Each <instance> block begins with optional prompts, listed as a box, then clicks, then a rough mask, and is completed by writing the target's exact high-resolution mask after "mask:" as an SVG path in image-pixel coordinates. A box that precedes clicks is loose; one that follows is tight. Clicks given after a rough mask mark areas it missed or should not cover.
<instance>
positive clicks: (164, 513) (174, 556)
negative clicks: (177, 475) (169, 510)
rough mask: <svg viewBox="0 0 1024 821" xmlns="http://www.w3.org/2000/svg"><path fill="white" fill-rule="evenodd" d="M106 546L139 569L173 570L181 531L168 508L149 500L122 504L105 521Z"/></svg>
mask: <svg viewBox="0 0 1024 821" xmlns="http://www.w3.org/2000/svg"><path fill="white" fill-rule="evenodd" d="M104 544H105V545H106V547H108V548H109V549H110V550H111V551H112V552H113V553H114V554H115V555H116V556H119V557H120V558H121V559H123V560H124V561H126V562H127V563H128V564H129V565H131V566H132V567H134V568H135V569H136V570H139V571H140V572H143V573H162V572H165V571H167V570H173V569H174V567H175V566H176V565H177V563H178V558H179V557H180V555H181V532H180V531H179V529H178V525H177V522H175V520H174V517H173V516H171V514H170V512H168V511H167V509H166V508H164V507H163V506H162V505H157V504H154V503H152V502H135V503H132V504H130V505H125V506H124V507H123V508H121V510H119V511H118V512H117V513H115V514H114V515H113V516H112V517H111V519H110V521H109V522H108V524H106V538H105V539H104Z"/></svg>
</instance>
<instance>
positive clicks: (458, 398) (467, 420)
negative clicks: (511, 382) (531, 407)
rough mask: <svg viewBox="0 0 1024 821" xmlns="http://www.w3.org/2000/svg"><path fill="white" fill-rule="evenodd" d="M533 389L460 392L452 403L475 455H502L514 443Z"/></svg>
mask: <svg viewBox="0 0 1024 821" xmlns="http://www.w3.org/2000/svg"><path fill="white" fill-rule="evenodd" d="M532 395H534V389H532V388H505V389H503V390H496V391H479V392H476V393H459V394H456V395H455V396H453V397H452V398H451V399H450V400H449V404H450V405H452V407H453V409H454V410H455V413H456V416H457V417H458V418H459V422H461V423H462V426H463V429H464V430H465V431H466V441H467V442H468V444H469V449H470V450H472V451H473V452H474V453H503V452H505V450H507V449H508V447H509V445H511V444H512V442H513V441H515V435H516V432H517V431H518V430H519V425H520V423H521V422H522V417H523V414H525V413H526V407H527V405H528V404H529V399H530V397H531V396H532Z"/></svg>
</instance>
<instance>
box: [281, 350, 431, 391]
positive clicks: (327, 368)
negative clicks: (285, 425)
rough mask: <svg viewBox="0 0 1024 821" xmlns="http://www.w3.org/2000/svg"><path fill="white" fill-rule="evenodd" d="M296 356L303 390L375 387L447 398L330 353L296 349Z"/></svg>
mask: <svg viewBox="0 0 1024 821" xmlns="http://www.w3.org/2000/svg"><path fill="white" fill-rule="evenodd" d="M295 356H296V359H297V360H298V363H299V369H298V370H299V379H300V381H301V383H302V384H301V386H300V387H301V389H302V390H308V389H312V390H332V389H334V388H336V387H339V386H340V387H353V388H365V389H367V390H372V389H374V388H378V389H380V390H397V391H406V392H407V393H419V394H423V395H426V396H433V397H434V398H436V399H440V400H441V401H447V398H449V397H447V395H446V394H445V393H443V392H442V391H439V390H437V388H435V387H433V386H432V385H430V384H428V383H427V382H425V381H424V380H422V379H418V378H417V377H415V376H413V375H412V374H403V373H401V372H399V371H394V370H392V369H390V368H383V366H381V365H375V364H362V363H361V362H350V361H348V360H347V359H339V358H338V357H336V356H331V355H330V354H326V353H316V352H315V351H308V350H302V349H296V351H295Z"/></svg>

Task to carry out | Write out again, exactly, the lines from the start of the entries up to and including the one with "negative clicks: (177, 475) (169, 510)". Nothing else belongs in the reply.

Response to the task |
Each <instance> block begins with optional prompts, listed as a box, then clicks, then a rough mask, and is completed by writing the target's exact high-resolution mask after "mask:" as an SVG path in image-pixel coordinates. A box that precedes clicks is loose; one that follows is tight. Clicks given after a rough mask mark areas it missed or should not cover.
<instance>
positive clicks: (164, 513) (174, 556)
negative clicks: (177, 475) (169, 510)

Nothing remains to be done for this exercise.